BEGIN

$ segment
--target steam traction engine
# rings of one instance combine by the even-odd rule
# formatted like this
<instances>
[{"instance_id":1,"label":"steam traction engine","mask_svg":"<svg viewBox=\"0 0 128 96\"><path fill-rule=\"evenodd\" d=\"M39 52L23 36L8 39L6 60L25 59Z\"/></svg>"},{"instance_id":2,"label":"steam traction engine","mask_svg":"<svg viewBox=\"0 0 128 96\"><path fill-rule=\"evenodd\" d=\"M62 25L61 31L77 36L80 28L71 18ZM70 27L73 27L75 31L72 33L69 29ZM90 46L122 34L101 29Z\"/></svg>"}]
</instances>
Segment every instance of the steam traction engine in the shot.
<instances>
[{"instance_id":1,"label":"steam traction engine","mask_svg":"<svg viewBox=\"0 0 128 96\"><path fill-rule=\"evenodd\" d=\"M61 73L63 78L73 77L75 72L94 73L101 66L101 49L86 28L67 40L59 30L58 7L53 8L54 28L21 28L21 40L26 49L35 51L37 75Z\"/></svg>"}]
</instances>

END

About this exercise –
Word for word, give the material above a second time.

Task solution –
$ segment
--target steam traction engine
# rings of one instance combine by the even-odd rule
# formatted like this
<instances>
[{"instance_id":1,"label":"steam traction engine","mask_svg":"<svg viewBox=\"0 0 128 96\"><path fill-rule=\"evenodd\" d=\"M39 52L23 36L8 39L6 60L25 59Z\"/></svg>"},{"instance_id":2,"label":"steam traction engine","mask_svg":"<svg viewBox=\"0 0 128 96\"><path fill-rule=\"evenodd\" d=\"M62 25L61 31L77 36L80 28L71 18ZM70 27L73 27L75 31L72 33L69 29ZM90 46L122 34L101 29Z\"/></svg>"}]
</instances>
Segment every instance of the steam traction engine in the shot.
<instances>
[{"instance_id":1,"label":"steam traction engine","mask_svg":"<svg viewBox=\"0 0 128 96\"><path fill-rule=\"evenodd\" d=\"M61 73L63 78L73 77L75 72L94 73L101 66L101 49L86 28L67 40L59 30L58 7L53 8L54 28L21 28L21 40L26 49L35 51L37 75Z\"/></svg>"}]
</instances>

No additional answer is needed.